▶ Work item:
Restate the records below exactly. Pictures are not part of the copy.

▶ Data items:
------

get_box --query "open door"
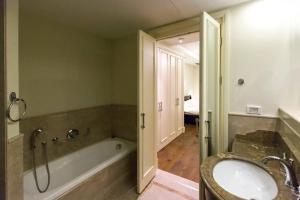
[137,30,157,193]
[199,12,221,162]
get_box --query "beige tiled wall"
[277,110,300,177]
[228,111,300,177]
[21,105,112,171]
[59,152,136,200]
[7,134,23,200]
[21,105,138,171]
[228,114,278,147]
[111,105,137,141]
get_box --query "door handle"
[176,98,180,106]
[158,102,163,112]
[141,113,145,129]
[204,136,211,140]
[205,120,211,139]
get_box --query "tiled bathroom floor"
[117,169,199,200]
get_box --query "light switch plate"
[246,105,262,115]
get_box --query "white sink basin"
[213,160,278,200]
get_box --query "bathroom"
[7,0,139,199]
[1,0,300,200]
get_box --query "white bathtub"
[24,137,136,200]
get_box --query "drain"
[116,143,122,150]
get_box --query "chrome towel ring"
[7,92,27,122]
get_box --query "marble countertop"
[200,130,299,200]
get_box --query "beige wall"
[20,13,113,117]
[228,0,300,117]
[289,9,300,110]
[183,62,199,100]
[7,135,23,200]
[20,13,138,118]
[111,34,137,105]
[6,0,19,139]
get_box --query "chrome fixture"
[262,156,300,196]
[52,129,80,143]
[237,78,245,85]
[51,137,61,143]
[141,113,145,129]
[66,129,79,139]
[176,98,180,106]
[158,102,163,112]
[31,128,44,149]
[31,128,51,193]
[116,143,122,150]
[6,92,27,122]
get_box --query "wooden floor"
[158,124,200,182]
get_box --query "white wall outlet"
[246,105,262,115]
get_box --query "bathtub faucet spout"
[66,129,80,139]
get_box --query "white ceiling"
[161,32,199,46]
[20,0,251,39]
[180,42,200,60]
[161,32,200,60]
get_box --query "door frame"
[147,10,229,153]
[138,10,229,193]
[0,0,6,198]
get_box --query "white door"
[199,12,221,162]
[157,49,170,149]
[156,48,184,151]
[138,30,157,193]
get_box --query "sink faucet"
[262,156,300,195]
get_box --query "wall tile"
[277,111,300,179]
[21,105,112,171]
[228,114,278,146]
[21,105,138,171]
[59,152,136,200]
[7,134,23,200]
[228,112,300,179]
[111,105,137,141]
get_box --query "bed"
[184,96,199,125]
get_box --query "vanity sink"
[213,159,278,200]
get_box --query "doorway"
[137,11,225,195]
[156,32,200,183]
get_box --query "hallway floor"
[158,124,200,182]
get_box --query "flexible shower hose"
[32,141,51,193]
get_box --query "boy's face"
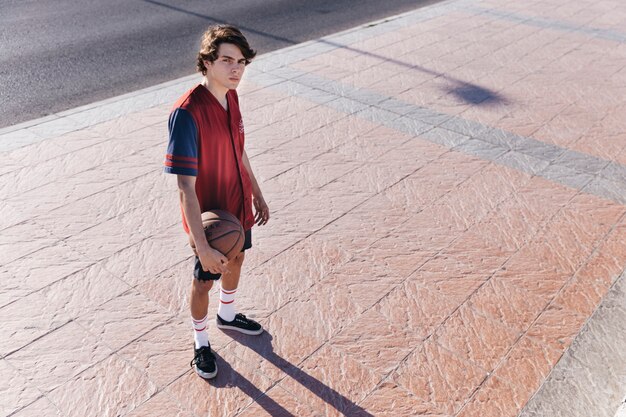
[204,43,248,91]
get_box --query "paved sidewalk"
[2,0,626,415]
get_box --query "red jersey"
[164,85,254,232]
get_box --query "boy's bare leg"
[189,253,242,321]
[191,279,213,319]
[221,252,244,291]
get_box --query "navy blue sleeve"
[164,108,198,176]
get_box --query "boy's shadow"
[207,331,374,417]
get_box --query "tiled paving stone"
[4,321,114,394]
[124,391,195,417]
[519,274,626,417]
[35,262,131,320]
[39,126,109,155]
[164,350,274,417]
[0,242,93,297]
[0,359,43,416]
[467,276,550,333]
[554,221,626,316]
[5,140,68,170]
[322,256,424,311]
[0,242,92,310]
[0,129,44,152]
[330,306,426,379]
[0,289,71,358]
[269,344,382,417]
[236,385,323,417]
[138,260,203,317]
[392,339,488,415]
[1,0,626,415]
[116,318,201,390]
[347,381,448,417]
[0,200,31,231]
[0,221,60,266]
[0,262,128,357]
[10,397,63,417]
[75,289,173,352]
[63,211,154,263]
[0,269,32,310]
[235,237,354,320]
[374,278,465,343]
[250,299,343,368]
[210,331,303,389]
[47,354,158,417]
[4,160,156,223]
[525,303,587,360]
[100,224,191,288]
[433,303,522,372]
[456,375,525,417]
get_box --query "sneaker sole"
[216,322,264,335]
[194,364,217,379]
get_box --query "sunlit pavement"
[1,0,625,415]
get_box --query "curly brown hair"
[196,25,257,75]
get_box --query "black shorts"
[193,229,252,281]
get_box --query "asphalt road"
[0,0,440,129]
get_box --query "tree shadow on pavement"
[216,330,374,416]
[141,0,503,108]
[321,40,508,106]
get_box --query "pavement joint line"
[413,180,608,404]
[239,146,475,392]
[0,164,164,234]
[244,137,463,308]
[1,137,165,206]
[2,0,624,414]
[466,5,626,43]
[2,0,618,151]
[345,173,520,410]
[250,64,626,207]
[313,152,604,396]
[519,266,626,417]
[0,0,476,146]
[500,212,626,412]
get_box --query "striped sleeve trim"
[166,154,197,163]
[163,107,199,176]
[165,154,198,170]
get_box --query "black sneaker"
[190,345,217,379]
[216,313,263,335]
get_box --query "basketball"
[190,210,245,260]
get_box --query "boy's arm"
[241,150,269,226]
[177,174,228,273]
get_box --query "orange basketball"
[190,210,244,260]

------

▶ Finished exercise:
get_box --query "open door"
[137,30,157,193]
[199,12,221,162]
get_box --query "beige tiled wall"
[277,110,300,177]
[228,111,300,177]
[21,105,112,171]
[59,152,136,200]
[7,134,23,200]
[21,105,138,171]
[228,114,278,147]
[111,105,137,141]
get_box --query "door handle"
[176,98,180,106]
[158,102,163,112]
[141,113,145,129]
[204,136,211,140]
[205,120,211,139]
get_box --query "tiled bathroom floor"
[117,169,199,200]
get_box --query "light switch plate"
[246,105,262,115]
get_box --query "white sink basin"
[213,160,278,200]
get_box --query "bathroom"
[7,0,139,199]
[1,0,300,200]
get_box --query "white bathtub"
[24,137,136,200]
get_box --query "drain"
[116,143,122,150]
get_box --query "chrome towel ring"
[7,92,27,122]
get_box --query "marble countertop"
[200,130,299,200]
get_box --query "beige wall"
[20,13,113,117]
[228,0,300,117]
[289,9,300,110]
[183,62,199,100]
[7,135,23,200]
[20,13,138,118]
[111,34,137,105]
[6,0,19,139]
get_box --query "chrome fixture"
[262,156,300,196]
[52,129,80,143]
[237,78,245,85]
[51,137,61,143]
[141,113,145,129]
[66,129,79,139]
[176,98,180,106]
[158,102,163,112]
[31,128,44,149]
[31,128,51,193]
[116,143,122,150]
[6,92,27,122]
get_box --query "wooden floor"
[158,124,200,182]
get_box --query "white wall outlet"
[246,105,262,115]
get_box --query "bathtub faucet spout"
[66,129,80,139]
get_box --query "white ceiling"
[161,32,199,46]
[20,0,251,39]
[180,42,200,60]
[161,32,200,60]
get_box --query "door frame"
[147,10,229,153]
[138,10,229,193]
[0,0,6,198]
get_box --query "white door"
[199,12,221,162]
[157,49,170,149]
[156,48,184,151]
[138,30,157,193]
get_box --query "sink faucet"
[262,156,300,195]
get_box --query "wall tile"
[277,111,300,179]
[21,105,112,171]
[228,114,278,146]
[21,105,138,171]
[59,152,136,200]
[7,134,23,200]
[228,112,300,179]
[111,105,137,141]
get_box --query "bed"
[184,96,199,125]
get_box --query "vanity sink"
[213,159,278,200]
get_box --query "doorway"
[137,11,225,195]
[156,32,200,183]
get_box --query "hallway floor"
[158,124,200,182]
get_box --query "flexible shower hose"
[32,141,51,193]
get_box --query "boy's face"
[204,43,248,91]
get_box --query "paved sidewalk"
[2,0,626,415]
get_box --query "red jersey"
[164,85,254,232]
get_box --query "boy's bare leg"
[189,253,242,321]
[191,279,213,319]
[221,252,244,291]
get_box --query "navy blue sleeve"
[164,108,198,176]
get_box --query "boy's shadow"
[207,331,374,417]
get_box --query "tiled paving stone"
[4,321,114,394]
[124,391,195,417]
[519,274,626,417]
[35,262,131,320]
[39,126,109,155]
[164,350,274,417]
[0,242,93,297]
[0,359,43,416]
[467,276,550,333]
[554,221,626,316]
[5,140,68,170]
[322,256,424,311]
[0,242,92,310]
[0,129,44,152]
[330,306,426,379]
[0,289,71,358]
[269,344,382,417]
[236,385,323,417]
[138,260,203,317]
[392,339,488,415]
[1,0,626,415]
[116,318,201,390]
[347,381,448,417]
[0,200,31,231]
[0,221,60,266]
[0,262,128,357]
[10,397,63,417]
[75,289,173,352]
[63,211,154,263]
[0,269,32,310]
[235,237,354,320]
[374,278,465,343]
[250,299,343,368]
[210,331,303,389]
[47,354,158,417]
[4,160,156,223]
[525,303,587,360]
[100,224,191,288]
[433,303,522,372]
[456,375,525,417]
get_box --query "sneaker sole"
[216,322,264,335]
[194,364,217,379]
get_box --query "sunlit pavement"
[1,0,625,415]
get_box --query "curly brown hair"
[196,25,257,75]
get_box --query "black shorts"
[193,229,252,281]
get_box --query "asphalt road"
[0,0,440,129]
get_box --query "tree shadow on pavement"
[216,330,374,416]
[141,0,503,108]
[321,40,508,106]
get_box --query "pavement joint line"
[413,180,608,404]
[239,146,475,392]
[0,164,164,234]
[244,137,463,308]
[1,137,165,206]
[2,0,624,414]
[466,5,626,43]
[2,0,618,151]
[345,173,520,410]
[250,64,626,207]
[313,152,604,396]
[519,266,626,417]
[0,0,476,146]
[500,212,626,412]
get_box --query "striped sleeve trim"
[166,154,197,163]
[163,107,199,176]
[165,154,198,170]
get_box --query "black sneaker"
[190,345,217,379]
[216,313,263,335]
get_box --query "basketball"
[190,210,245,260]
get_box --query "boy's arm"
[241,150,269,226]
[177,174,228,273]
get_box --query "orange basketball"
[190,210,244,260]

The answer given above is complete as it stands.